"""

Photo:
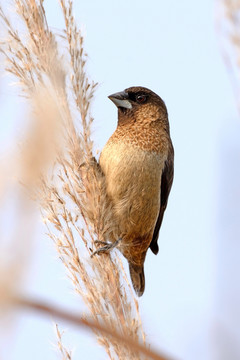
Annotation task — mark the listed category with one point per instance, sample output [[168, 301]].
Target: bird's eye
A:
[[141, 98]]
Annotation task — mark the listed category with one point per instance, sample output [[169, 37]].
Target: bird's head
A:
[[139, 104]]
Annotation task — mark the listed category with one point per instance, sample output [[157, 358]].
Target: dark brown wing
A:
[[166, 184]]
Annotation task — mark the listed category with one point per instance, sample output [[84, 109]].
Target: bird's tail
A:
[[138, 278]]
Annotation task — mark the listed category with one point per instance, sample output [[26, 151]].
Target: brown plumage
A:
[[138, 164]]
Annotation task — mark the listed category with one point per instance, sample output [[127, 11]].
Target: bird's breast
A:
[[133, 177]]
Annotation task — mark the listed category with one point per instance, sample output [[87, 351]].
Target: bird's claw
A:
[[106, 248]]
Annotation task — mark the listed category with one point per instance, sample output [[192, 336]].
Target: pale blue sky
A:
[[170, 47]]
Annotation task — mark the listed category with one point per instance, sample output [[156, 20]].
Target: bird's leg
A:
[[106, 248], [99, 242]]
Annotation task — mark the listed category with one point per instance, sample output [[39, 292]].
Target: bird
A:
[[138, 164]]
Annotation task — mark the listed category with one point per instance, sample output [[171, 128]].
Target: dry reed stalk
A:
[[64, 176], [228, 28], [65, 354]]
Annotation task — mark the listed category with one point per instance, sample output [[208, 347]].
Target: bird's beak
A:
[[121, 99]]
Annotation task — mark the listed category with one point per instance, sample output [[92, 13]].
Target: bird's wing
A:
[[166, 184]]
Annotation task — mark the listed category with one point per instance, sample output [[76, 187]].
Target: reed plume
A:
[[59, 169]]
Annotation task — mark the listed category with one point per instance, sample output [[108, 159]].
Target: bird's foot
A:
[[106, 248]]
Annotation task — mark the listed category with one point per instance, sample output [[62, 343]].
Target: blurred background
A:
[[184, 51]]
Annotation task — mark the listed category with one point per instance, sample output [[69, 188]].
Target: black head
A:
[[139, 104]]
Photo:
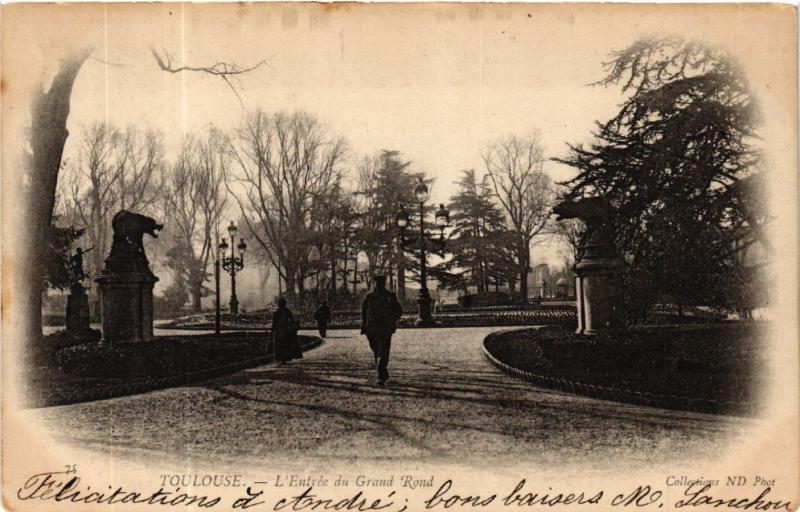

"""

[Problem details]: Please repeat the entries exactly. Do not include the pictures.

[Your solution]:
Photo:
Annotation task — mark the listed category with one point per instance, sample output [[168, 301]].
Target: bird's eye
A:
[[141, 98]]
Annotation task — mark the listed category with one point per instance, sample output [[169, 37]].
Target: bird's head
A:
[[139, 104]]
Annotation task — mark the listed category with one point per instance, sample output [[157, 358]].
Target: dark brown wing
A:
[[166, 184]]
Annotation task — mark the listed category with one point per instance, sample output [[84, 109]].
Target: bird's tail
A:
[[138, 278]]
Annotation task — mark the listed category with one point per instance, sample output [[26, 151]].
Target: brown plumage
A:
[[138, 164]]
Annotation task — mark the listed category with one point per instance, sample output [[127, 11]].
Target: bird's breast
A:
[[133, 177]]
Annotation task — mark the listed category with one point per instance, sample output [[87, 351]].
Target: bird's claw
A:
[[106, 248]]
Annotation task — mark the listed category with one point per instance, sample output [[192, 336]].
Target: pale blue sky
A:
[[170, 47]]
Annotation task — mark the listed category with one point per instance, sample output [[156, 20]].
Target: bird's leg
A:
[[106, 248], [99, 242]]
Annotation task — mark the listed category with one point per instance, sample output [[39, 292]].
Target: bird
A:
[[138, 164]]
Annotation task — mark the listed category with one point per instance, sample output [[171, 128]].
Target: dry reed stalk
A:
[[64, 176], [228, 28], [65, 354]]
Annotation task — mark the listed category with one point per instance, sample output [[208, 347]].
Target: bird's beak
A:
[[121, 99]]
Annotation task — mark the listed category with one point per instance, sample output [[92, 13]].
Target: bird's wing
A:
[[166, 184]]
Annotation task — mark the listed category with one point per instance, sample output [[76, 187]].
Target: reed plume
A:
[[59, 169]]
Annotation task — mark the listed category with one point per instance, sample output [[108, 159]].
Target: bird's foot
A:
[[106, 248]]
Annotation task — mark the listed category with one point per instance, sample output [[62, 343]].
Target: blurred background
A:
[[184, 51]]
Annotation task — mark the listed category with one point per instance, sample output [[69, 188]].
Target: black head
A:
[[139, 104]]
Photo:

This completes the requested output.